* [Goal 1]: Reproduce the part of the profile of Scott below that opens with the words "The third area" and closes with "on hydrophobic surfaces.", changing "industry partners" to "commercial partners".

* [Supplied text]:

The third area of Scott's research is industrial mathematics, which involves applying a suite of mathematical modelling techniques to solve practical problems of direct relevance to industry partners. Scott leads a large project, funded by two ARC Linkage grants, which is constructing a suite of mathematical models to investigate spray droplet interactions at the single leaf, whole plant and crop level. The mathematical components of this project have led Scott and his group to new discoveries in the fields of thin film flows over curved surfaces and droplet impaction on hydrophobic surfaces.

Scott has made an exceptional contribution to the teaching and supervision of students and emerging researchers. He has supervised 7 post-doctoral fellows and 14 PhD students to completion, as well as supervising an additional 46 undergraduate, summer, Honours or Masters projects. In terms of opportunity, Scott has held a traditional academic position since 2005 with a full teaching load. In recent years, he has taken on significant leadership roles at QUT including being the Discipline Leader for Applied and Computational Mathematics, ERA Director for the Science and Engineering Faculty and HDR Director for the School of Mathematical Sciences.

* [Source data]:
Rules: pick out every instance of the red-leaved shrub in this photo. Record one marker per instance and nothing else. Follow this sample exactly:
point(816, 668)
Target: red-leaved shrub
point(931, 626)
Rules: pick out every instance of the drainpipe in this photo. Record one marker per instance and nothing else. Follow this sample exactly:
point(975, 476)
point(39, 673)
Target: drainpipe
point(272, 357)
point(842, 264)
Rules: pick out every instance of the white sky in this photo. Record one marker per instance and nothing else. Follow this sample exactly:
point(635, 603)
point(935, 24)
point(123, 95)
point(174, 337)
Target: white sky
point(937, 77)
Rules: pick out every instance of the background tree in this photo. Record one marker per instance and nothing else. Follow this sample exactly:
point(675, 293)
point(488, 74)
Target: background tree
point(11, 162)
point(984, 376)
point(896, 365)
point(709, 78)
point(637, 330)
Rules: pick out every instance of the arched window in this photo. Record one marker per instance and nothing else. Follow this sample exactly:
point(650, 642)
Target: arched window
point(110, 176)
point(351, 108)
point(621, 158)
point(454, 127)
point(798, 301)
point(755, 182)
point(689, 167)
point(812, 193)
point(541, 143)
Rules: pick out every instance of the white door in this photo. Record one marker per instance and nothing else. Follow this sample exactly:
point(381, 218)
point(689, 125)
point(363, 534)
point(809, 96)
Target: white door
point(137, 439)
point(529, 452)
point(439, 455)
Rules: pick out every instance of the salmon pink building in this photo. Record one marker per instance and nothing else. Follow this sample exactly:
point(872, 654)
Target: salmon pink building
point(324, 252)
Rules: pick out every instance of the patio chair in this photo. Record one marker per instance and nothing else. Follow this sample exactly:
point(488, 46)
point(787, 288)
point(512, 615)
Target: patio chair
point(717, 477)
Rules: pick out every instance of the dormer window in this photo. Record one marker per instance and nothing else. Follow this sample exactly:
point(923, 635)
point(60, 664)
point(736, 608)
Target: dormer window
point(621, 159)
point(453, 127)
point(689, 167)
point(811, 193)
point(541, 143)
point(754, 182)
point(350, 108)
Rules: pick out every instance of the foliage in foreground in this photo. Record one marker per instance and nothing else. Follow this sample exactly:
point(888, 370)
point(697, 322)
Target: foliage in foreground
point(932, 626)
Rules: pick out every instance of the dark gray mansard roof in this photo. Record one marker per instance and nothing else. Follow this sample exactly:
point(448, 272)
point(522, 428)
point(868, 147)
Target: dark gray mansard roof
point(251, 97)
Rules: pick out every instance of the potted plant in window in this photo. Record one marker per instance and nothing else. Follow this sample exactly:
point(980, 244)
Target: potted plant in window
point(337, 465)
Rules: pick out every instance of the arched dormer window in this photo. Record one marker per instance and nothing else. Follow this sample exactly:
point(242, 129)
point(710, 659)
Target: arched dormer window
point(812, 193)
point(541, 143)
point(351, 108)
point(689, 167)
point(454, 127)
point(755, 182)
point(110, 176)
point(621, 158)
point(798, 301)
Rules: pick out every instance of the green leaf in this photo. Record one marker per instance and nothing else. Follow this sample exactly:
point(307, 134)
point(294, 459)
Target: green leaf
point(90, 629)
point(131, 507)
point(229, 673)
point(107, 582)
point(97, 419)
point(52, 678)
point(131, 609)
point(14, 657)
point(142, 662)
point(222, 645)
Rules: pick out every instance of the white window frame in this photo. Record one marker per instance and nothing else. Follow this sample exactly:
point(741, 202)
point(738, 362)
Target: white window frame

* [Goal 2]: Collect every line of the records above that contains the word "drainpipe".

* [Task response 1]:
The third area of Scott's research is industrial mathematics, which involves applying a suite of mathematical modelling techniques to solve practical problems of direct relevance to commercial partners. Scott leads a large project, funded by two ARC Linkage grants, which is constructing a suite of mathematical models to investigate spray droplet interactions at the single leaf, whole plant and crop level. The mathematical components of this project have led Scott and his group to new discoveries in the fields of thin film flows over curved surfaces and droplet impaction on hydrophobic surfaces.

* [Task response 2]:
Rules: pick out every instance of the drainpipe in this photo. Record one marker per instance and nothing else. Follow this sample exactly:
Target: drainpipe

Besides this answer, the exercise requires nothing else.